Written exercise 1: Rewrite the passage of the article on Android ANRs from "The problem most" up to and including "impactRisk during onPause()", changing "culprits" to "offenders".
Written exercise 2: According to the article on Android ANRs, above what ANR rate does Google's Play Console flag apps?

Page excerpt:
# # # # #

MVP Factory
ai startup development

Eliminating Android ANRs in Production: Strict Mode Traps, Binder Transaction Limits, and the Background Thread Architecture That Dropped Our ANR Rate From 2.1% to 0.08%

KW
Krystian Wiewiór · · 5 min read

TL;DR

Most production ANRs come from three sources: SharedPreferences.apply() blocking during onPause(), oversized Intent extras exhausting the binder transaction buffer, and synchronous work inside BroadcastReceivers. By instrumenting a custom ANR watchdog, migrating to DataStore, chunking IPC payloads through ContentProviders, and restructuring receivers with goAsync() plus coroutines, we dropped our ANR rate from 2.1% to 0.08%.


The problem most teams miss

What most teams get wrong about ANRs: they treat them as random flukes. They’re not. ANRs are deterministic. The main thread is blocked for 5+ seconds, and every occurrence has a traceable root cause. Google’s Play Console flags apps with ANR rates above 0.47%, and rates above that threshold directly hurt your store ranking and visibility.

The three culprits below account for roughly 80% of all ANR occurrences in mature Android codebases.


Root cause #1: SharedPreferences.apply() during onPause()

SharedPreferences.apply() is marketed as asynchronous. It is, until Activity.onPause() fires. The ActivityThread runs QueuedWork.waitToFinish() during lifecycle transitions, blocking the main thread until every pending apply() finishes its disk write. This one bit us harder than anything else.

OperationMain thread impactRisk during onPause()
SP.commit()Blocks immediatelyHigh (obvious)

# # # # #

Record excerpts:

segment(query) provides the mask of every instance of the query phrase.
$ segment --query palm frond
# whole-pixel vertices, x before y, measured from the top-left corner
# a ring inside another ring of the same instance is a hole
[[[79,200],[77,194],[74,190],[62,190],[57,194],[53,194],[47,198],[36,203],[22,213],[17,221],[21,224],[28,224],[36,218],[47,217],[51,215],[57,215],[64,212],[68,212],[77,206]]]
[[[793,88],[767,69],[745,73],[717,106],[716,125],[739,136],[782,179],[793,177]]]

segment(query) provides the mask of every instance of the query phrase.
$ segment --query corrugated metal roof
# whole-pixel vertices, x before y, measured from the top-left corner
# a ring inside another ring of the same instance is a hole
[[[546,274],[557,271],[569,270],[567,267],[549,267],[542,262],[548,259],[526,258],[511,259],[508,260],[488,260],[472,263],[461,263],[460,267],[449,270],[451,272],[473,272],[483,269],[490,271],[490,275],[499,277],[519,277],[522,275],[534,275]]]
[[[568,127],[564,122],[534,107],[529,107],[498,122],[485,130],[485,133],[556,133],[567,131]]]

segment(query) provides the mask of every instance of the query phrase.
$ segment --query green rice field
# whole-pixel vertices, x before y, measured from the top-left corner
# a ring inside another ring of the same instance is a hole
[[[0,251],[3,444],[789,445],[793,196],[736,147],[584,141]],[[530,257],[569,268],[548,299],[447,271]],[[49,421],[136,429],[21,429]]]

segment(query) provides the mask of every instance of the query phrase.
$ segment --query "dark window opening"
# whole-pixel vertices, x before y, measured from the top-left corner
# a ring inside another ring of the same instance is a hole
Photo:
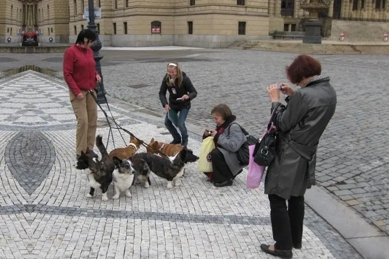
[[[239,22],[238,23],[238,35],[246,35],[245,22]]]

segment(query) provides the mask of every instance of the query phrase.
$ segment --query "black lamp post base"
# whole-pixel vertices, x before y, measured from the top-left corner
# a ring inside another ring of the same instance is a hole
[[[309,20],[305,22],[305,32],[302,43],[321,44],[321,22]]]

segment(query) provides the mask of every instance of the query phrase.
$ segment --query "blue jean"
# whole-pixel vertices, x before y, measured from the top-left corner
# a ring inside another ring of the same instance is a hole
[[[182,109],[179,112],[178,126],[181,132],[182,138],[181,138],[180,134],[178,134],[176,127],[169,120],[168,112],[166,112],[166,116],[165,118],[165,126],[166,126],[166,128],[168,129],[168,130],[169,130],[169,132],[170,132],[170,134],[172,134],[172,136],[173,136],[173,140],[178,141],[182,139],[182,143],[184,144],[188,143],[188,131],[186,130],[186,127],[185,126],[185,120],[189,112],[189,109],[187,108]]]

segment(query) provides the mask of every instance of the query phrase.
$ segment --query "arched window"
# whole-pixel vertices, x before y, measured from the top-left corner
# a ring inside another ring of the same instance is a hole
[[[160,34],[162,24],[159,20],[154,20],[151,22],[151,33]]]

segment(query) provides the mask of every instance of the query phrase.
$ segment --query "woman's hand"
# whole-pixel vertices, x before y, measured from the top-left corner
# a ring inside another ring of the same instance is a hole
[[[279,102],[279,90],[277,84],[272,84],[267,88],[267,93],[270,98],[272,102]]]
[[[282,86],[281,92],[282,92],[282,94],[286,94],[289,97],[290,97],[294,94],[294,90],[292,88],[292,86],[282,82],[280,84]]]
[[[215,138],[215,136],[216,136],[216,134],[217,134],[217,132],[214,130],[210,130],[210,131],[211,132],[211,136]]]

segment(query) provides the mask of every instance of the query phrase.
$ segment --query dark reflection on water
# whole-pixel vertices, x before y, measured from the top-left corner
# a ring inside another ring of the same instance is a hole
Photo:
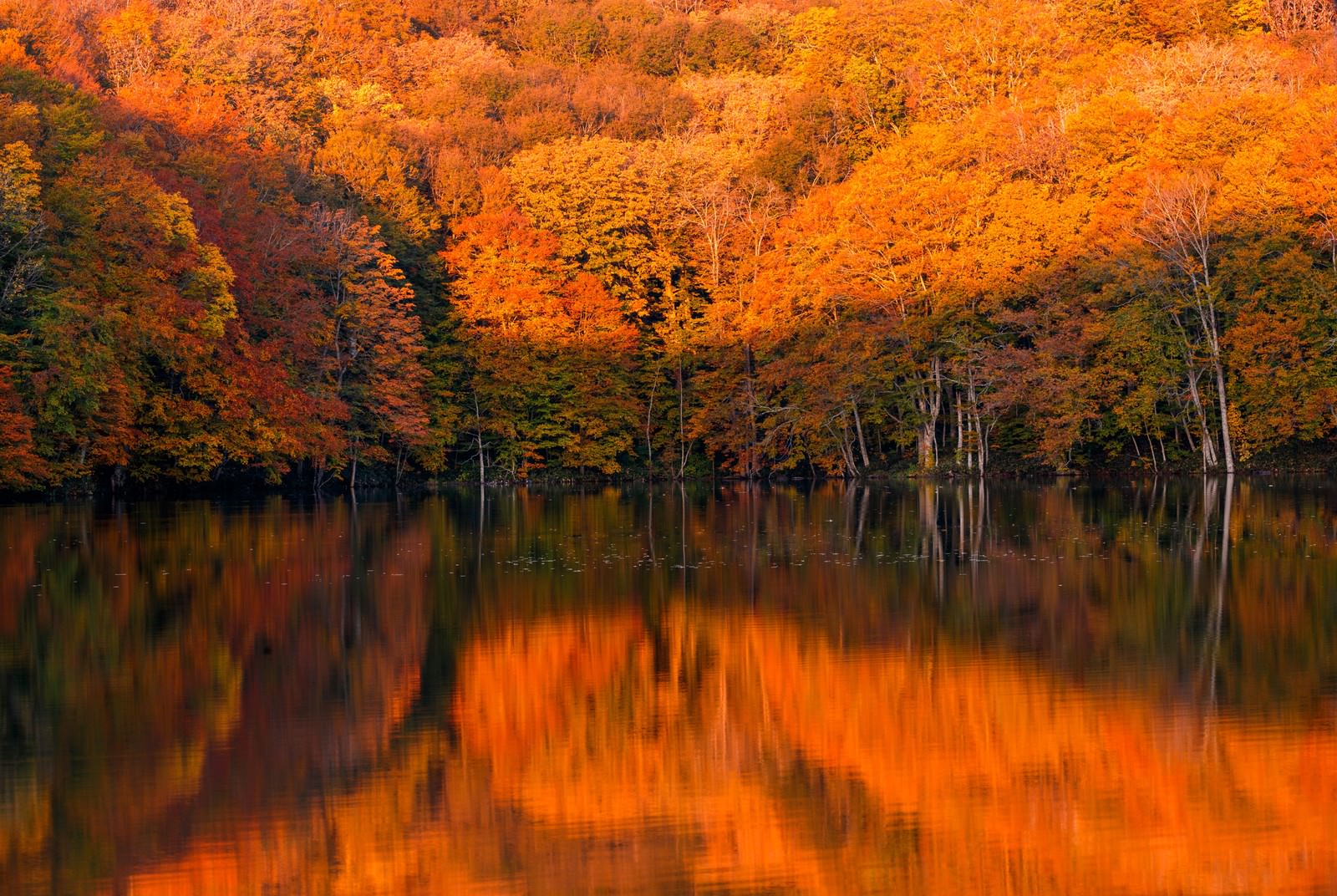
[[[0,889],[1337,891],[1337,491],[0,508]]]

# # # # #

Correct response 1:
The problem most teams miss

What most teams get wrong about ANRs: they treat them as random flukes. They’re not. ANRs are deterministic. The main thread is blocked for 5+ seconds, and every occurrence has a traceable root cause. Google’s Play Console flags apps with ANR rates above 0.47%, and rates above that threshold directly hurt your store ranking and visibility.

The three offenders below account for roughly 80% of all ANR occurrences in mature Android codebases.


Root cause #1: SharedPreferences.apply() during onPause()

SharedPreferences.apply() is marketed as asynchronous. It is, until Activity.onPause() fires. The ActivityThread runs QueuedWork.waitToFinish() during lifecycle transitions, blocking the main thread until every pending apply() finishes its disk write. This one bit us harder than anything else.

OperationMain thread impactRisk during onPause()

Correct response 2: Above 0.47%.